--- Given task ---
Please reproduce the part of the data that opens with the line containing "Mark the power" and closes with the line containing "75 166 105 181", both lines included, offsetting every coordinate in the answers by -129 and leaving the requests unchanged.

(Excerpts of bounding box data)
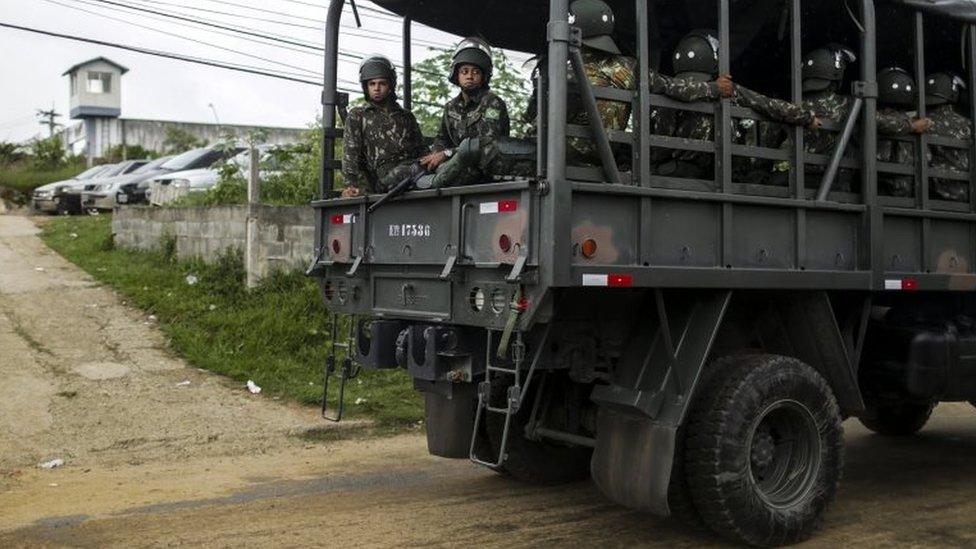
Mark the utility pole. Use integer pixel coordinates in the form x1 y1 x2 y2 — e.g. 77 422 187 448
37 105 61 137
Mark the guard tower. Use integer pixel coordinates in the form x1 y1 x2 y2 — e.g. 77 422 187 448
62 57 129 165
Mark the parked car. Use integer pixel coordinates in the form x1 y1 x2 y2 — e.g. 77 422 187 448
140 147 244 204
81 156 173 211
31 164 114 213
56 159 149 215
149 145 280 206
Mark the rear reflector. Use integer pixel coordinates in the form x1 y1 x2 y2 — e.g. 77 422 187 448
331 214 356 225
583 274 634 288
478 200 518 214
885 278 918 292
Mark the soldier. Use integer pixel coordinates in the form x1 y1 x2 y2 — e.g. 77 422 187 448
342 55 423 197
418 38 511 188
567 0 733 165
658 30 820 179
877 67 932 197
925 72 973 202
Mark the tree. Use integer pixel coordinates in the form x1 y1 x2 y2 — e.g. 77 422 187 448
163 126 207 154
413 49 532 136
0 141 24 166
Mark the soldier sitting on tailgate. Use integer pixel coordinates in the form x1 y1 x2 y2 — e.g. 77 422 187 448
567 0 733 165
925 72 973 202
877 67 932 197
655 30 820 182
342 55 424 197
417 38 511 188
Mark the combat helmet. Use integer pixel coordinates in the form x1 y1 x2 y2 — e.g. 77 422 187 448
359 54 396 96
451 38 493 86
674 29 719 81
925 72 966 107
803 44 857 91
569 0 620 55
878 67 916 107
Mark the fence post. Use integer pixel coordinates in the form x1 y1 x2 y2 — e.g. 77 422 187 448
244 143 261 288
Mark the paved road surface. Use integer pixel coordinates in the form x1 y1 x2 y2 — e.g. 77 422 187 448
0 216 976 547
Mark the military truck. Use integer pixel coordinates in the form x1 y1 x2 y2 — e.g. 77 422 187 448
310 0 976 545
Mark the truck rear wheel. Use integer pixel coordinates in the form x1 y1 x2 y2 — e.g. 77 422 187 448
858 401 935 437
684 355 844 546
486 373 593 484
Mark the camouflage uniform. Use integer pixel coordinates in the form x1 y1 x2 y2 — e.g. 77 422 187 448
928 105 973 202
658 82 814 183
342 97 424 193
431 90 511 185
877 108 915 197
566 48 637 166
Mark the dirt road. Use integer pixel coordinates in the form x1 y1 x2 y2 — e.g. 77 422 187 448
0 216 976 547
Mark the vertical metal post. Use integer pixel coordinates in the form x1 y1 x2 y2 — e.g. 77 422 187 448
244 143 261 288
966 25 976 212
860 0 884 289
633 0 651 187
715 0 732 266
539 0 573 286
790 0 807 269
912 11 932 270
315 0 345 272
403 15 413 111
319 0 345 198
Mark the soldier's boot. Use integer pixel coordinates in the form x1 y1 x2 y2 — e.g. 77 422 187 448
417 137 481 189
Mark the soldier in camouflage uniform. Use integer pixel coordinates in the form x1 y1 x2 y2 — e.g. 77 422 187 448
655 30 820 183
925 72 973 202
567 0 732 165
342 56 424 197
877 67 932 197
417 38 511 188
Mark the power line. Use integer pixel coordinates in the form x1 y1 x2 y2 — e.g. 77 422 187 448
51 0 317 75
0 21 322 86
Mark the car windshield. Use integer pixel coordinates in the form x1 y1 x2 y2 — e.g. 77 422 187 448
92 162 128 179
161 149 212 171
132 156 173 173
75 166 105 181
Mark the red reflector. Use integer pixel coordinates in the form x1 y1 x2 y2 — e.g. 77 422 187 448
498 234 512 253
498 200 518 212
607 274 634 288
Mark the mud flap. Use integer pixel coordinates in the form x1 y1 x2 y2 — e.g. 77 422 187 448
590 408 677 516
424 383 478 459
590 290 732 515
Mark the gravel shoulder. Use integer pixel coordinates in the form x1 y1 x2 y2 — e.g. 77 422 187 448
0 215 976 547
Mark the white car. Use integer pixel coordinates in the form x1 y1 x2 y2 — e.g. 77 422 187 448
147 145 286 206
31 164 114 213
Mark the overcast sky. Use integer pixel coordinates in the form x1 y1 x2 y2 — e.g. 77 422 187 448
0 0 525 141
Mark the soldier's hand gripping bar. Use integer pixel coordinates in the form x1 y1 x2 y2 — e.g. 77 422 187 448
366 164 427 215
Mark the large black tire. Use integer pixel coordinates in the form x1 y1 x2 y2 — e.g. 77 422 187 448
858 401 935 437
684 355 844 546
668 355 743 530
485 372 593 485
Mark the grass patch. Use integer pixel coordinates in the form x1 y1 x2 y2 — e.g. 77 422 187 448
42 216 423 429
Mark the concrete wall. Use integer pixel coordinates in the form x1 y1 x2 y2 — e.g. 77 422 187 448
62 118 307 158
112 206 315 278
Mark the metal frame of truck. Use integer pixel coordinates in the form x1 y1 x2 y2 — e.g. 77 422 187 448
309 0 976 544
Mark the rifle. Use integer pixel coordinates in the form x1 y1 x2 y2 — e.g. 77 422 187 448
366 165 427 215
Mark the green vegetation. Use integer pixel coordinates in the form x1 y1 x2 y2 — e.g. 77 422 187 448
43 216 423 428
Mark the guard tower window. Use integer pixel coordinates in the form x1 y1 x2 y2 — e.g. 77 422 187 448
88 72 112 93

--- Final result ---
Mark the power line. Use integer pixel coordinates in the form x1 y1 x2 y2 — e.g. 77 422 187 448
-78 -129 188 -54
-129 -108 193 -43
Mark the car windshield. Use integer pixel coordinates in the form x1 y1 x2 y2 — e.g. 77 422 187 448
-37 33 -1 50
32 20 83 42
3 27 44 44
-54 37 -24 52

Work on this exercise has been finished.